_Problem requirements_
Write the entries below out again in full. Match every character.

____ Given information

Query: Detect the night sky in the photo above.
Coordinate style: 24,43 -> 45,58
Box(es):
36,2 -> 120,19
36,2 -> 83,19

________

_Solution for this problem_
Query: Detect the night sky in the photo above.
Coordinate style: 24,43 -> 45,58
Box(es):
36,2 -> 120,19
36,2 -> 83,19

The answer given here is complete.